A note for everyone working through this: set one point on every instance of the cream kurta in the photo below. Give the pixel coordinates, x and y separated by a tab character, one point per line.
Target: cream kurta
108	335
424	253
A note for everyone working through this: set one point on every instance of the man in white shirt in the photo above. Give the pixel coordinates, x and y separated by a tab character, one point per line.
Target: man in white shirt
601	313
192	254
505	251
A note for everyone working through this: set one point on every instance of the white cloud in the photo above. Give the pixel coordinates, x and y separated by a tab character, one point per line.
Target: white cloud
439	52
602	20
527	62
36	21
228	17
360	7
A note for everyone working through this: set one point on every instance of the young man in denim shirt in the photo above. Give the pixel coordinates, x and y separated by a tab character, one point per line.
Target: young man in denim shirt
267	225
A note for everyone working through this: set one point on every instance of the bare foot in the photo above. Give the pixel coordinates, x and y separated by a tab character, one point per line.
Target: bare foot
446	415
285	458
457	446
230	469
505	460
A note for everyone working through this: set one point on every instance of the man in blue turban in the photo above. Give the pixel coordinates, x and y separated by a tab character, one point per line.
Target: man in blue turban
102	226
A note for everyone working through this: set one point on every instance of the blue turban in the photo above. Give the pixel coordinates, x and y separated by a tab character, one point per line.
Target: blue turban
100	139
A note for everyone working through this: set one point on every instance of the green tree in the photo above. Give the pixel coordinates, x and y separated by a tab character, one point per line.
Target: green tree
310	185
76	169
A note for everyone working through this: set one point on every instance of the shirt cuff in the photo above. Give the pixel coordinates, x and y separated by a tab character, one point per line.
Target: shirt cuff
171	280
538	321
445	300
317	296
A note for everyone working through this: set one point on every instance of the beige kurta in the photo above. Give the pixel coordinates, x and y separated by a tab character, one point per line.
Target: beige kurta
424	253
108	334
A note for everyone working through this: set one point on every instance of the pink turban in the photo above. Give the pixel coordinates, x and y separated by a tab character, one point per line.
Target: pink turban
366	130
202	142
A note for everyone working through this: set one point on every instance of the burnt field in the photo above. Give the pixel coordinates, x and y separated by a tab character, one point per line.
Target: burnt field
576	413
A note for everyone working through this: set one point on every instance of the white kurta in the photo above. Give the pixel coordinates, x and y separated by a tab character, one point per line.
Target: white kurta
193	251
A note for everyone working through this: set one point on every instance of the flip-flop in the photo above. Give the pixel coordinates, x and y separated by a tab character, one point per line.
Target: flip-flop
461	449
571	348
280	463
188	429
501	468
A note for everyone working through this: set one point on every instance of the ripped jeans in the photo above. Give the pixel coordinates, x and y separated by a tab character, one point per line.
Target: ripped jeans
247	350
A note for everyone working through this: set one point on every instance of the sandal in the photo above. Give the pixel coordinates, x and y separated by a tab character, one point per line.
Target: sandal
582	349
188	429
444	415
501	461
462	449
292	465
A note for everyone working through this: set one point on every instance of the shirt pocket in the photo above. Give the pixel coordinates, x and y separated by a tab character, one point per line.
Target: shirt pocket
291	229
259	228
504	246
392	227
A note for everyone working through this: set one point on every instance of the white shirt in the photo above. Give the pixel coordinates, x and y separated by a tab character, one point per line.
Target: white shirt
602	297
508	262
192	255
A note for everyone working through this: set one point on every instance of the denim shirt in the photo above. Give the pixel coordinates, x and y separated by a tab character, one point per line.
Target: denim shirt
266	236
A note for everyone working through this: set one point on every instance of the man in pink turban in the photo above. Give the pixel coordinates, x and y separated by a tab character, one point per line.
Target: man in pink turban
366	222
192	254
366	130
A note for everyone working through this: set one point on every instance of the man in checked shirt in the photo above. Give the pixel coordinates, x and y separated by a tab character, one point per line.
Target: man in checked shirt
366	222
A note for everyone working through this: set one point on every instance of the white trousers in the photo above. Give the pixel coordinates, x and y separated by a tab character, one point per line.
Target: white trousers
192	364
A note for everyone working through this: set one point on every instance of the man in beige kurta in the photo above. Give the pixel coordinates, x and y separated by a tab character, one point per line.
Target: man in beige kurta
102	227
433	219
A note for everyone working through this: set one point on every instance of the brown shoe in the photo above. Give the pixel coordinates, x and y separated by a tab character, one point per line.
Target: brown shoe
----------
• **Short problem**:
Quote the entire listing above verbatim, from its first line to its last.

• **Answer to this task**:
A note for everyone working through this: set one point on every instance of the cream kurta in the photo below. Give the pixel coordinates, x and y separated by a tab character, one point per line.
Target: cream kurta
108	335
424	253
A note for everyone working through this: set one point on every instance of the man in white shirt in the photo above. Give the pixel coordinates, x and y separated by a tab character, one point per line.
Target: man in white shirt
601	313
192	254
505	251
A note for everyone working through this: set one point on every instance of the white cloud in the photo above. Give the pixel coordinates, x and y separated by a tab character, one point per line.
Target: white cloud
439	52
602	20
527	62
36	21
228	17
360	7
A note for everyone working through this: set one point on every instance of the young man in denim shirt in the photo above. Give the pixel coordinates, x and y separated by a tab character, one point per line.
Target: young man in denim shirt
267	225
A note for everyone working through this: set one point on every instance of the bare foot in the photo above. Give the pixel coordinates, x and y separated by a tab character, one point per line.
Target: bare foot
446	415
285	458
457	446
230	469
505	460
A note for everyone working through this: set one point on every instance of the man in blue turban in the photo above. Give the pixel coordinates, x and y separated by a tab character, one point per line.
Target: man in blue turban
102	226
A note for everyone working through this: set one point on every instance of the blue turban in the photo above. Give the pixel coordinates, x and y separated by a tab character, one point per line.
Target: blue turban
100	139
A note for everyone working through this: set one point on every instance of the green tree in the photo above. Give the pixel coordinates, x and y separated by a tab character, one point per line.
Target: green tree
310	185
76	169
A note for everyone working through this: set one point on every instance of the shirt cuff in the photo above. Give the pixel coordinates, x and y separated by a tab character, one point per line.
Target: shirt cuff
171	280
538	321
445	300
317	296
A note for everyone working through this: set one point on every instance of the beige kurta in the photo above. Give the pixel coordinates, x and y separated by a tab character, one point per line.
Target: beige kurta
424	253
108	334
A note for everyone working through this: set one point on every instance of the pink turban in the photo above. Give the pixel coordinates, x and y separated by a tab character, one point per line.
Target: pink turban
366	130
202	142
A note for everyone working through this: set one point on every instance of the burnt field in the photo above. Give the pixel coordinates, x and y separated by a tab character, one point per line.
Target: burnt field
576	413
A note for everyone working through this: set one point on every instance of the white kurta in the photo above. Give the pixel coordinates, x and y separated by a tab character, one point per line.
Target: white kurta
193	251
A note for everyone working through this: set one point on every instance of the flip-flop in the photo above. Give the pixel coordinates, x and y separated by a tab character, one point per line.
Target: flip-flop
461	449
571	348
280	463
188	429
501	468
A note for everyone working through this: set one point on every instance of the ripped jeans in the photo above. Give the pixel coordinates, x and y separated by a tab character, one point per line.
Target: ripped jeans
247	350
A note for everyone working through this: set one point on every instance of the sandal in the photo above. Give the pixel coordinates, x and y separated by a tab character, one point per line.
Target: sandal
582	349
188	429
444	415
501	461
462	449
292	465
A note for everyone working through this: set one point on every instance of the shirt pocket in the photo above. Give the pixel coordinates, x and y separated by a tab character, one point per line.
Target: shirt pocket
291	229
259	228
504	246
392	227
A note for everyone working through this: set one point on every instance of the white shirt in the photo above. Give the pixel coordinates, x and y separated by a tab character, one point per line.
Target: white shirt
602	297
508	262
192	255
A note for everyone working through this: set one point on every instance of the denim shirt in the photo above. Give the pixel coordinates, x and y separated by a tab character, one point per line.
Target: denim shirt
266	236
A note for everyone working through this: set one point on every instance of the man in pink turban in the photo above. Give the pixel coordinates, x and y separated by a tab character, one point per line.
Target: man in pink turban
366	222
192	254
366	130
A note for everyone working through this: set one point on every instance of the man in checked shirt in the photo above. Give the pixel coordinates, x and y separated by a tab character, one point per line.
Target: man in checked shirt
366	222
A note for everyone working through this: set one point on every instance of the white trousers in the photo above. Give the pixel coordinates, x and y separated by a tab character, one point per line.
Target: white trousers
192	364
A note for everyone working through this: set one point on every instance of the man in beige kurta in the photo above. Give the pixel coordinates, x and y separated by a tab character, one point per line.
Target: man in beige kurta
102	227
433	219
A note for everyone working through this: set one point on every instance of the brown shoe in the photo above. Give the pixel coordinates, x and y separated by a tab character, one point per line.
Target: brown shoe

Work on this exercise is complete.